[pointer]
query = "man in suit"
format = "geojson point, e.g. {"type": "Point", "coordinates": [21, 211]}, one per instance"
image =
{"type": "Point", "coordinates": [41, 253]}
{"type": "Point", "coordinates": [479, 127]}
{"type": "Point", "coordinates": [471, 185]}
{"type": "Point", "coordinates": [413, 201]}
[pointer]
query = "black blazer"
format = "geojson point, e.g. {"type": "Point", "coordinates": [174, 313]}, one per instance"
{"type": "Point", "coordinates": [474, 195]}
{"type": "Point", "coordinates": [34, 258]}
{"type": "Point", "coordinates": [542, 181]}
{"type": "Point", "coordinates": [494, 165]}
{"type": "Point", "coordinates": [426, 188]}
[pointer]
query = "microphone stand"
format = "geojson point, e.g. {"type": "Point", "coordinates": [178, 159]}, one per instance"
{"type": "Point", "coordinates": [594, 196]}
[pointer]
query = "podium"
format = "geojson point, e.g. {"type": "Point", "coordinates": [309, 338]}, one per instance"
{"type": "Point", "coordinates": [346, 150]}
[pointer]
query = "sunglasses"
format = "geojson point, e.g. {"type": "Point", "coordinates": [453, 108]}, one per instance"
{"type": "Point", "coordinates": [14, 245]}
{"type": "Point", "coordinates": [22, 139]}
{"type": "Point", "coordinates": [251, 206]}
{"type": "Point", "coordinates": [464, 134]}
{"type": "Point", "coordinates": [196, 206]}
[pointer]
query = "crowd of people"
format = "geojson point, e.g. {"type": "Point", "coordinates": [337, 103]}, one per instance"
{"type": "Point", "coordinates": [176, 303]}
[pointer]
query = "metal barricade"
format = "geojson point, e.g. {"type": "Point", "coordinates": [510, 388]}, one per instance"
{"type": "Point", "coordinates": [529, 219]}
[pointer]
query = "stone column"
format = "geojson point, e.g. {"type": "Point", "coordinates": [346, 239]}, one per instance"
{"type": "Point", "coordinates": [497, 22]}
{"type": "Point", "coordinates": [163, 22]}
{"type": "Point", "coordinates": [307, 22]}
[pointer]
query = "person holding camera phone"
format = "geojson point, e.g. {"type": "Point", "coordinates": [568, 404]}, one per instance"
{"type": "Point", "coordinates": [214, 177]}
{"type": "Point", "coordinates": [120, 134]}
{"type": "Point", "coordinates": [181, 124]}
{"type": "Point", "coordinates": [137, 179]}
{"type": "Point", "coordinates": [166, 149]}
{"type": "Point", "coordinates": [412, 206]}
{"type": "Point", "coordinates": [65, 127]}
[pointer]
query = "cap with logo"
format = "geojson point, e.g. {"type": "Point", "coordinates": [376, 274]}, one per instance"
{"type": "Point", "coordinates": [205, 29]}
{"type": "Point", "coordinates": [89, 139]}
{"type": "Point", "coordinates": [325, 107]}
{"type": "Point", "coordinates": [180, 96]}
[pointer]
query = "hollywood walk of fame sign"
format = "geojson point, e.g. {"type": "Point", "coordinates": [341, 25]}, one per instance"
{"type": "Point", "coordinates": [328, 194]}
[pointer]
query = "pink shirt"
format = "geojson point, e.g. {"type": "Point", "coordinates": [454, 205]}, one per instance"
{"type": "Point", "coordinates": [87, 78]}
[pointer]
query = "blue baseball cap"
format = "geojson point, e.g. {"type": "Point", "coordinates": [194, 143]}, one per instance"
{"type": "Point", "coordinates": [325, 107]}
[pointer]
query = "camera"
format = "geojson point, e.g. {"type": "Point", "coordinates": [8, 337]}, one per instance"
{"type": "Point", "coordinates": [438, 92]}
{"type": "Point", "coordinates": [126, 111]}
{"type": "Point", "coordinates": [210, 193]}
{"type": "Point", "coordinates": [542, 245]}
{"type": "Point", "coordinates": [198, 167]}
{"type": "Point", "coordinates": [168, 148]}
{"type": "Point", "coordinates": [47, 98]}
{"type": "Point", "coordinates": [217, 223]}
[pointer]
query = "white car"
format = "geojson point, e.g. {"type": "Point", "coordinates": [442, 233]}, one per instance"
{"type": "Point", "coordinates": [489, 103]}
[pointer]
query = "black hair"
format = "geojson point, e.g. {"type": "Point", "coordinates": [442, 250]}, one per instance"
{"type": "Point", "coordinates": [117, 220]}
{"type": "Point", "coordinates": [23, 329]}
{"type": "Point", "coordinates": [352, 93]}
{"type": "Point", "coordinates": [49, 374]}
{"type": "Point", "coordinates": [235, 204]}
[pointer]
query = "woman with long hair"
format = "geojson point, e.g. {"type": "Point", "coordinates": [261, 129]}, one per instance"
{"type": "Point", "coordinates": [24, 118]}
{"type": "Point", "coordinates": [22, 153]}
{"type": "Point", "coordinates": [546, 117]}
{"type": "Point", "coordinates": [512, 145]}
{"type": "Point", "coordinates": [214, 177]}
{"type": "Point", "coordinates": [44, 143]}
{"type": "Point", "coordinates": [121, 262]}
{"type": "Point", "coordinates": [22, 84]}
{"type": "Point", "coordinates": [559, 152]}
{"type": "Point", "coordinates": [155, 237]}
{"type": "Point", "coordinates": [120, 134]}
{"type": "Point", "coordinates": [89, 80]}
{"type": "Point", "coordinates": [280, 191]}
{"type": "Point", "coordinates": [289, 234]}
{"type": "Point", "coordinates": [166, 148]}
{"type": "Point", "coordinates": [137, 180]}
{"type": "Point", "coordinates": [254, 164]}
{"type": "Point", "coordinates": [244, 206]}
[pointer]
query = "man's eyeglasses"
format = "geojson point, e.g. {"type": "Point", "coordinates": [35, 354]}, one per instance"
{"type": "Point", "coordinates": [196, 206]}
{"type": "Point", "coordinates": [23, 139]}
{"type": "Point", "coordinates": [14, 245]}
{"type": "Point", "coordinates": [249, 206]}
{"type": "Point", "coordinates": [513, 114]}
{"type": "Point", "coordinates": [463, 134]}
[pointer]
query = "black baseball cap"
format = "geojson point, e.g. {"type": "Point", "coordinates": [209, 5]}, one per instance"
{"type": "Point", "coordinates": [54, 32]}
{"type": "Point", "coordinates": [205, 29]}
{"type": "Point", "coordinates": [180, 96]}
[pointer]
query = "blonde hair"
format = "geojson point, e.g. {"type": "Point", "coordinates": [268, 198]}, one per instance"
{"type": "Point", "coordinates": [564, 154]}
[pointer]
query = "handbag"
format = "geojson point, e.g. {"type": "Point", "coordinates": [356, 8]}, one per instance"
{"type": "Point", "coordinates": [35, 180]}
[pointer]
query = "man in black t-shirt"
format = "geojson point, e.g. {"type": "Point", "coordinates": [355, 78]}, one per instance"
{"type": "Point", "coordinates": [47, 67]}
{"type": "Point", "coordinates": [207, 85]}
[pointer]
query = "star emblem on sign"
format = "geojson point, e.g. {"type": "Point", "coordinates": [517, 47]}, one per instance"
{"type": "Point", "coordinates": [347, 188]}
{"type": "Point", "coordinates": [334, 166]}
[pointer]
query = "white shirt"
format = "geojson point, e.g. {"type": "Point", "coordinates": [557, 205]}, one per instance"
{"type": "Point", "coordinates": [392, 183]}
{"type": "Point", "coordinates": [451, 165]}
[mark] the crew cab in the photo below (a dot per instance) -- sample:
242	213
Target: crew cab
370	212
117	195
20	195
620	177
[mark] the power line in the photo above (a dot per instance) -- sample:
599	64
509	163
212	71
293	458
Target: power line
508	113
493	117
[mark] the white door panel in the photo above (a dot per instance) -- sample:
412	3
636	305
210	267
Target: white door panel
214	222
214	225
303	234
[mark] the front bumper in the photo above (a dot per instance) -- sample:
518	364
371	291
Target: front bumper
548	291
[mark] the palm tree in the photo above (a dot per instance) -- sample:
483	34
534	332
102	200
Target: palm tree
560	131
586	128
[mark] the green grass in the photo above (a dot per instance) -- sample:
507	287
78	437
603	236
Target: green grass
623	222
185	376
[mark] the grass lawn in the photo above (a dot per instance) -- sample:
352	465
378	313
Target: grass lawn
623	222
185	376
——
> DIRECTION
Give the lines from the one containing "[mark] the power" through the end of the entries again, exactly as written and with no other lines.

> SOLUTION FOR THIS PROBLEM
[mark] the power line in the photo above (a dot per instance) -- sample:
599	64
509	163
212	71
293	458
Target: power line
508	113
493	117
[mark] the white door panel in the photo above (a dot per instance) -- sample:
412	3
636	305
210	267
Target: white door panel
214	222
214	225
303	234
[mark] the front bumper in the photo above (a dot per instance) -- sample:
518	364
371	291
Target: front bumper
548	291
[mark] the palm tree in the photo above (a dot per instance) -- sample:
483	34
534	332
102	200
Target: palm tree
560	131
586	128
[mark] the green grass in the photo above (a dot per instance) -- sample:
507	287
78	437
603	236
Target: green grass
623	222
185	376
[mark] the grass lawn in the photo above (a dot per instance) -- sample:
352	465
378	313
Target: grass lawn
623	222
185	376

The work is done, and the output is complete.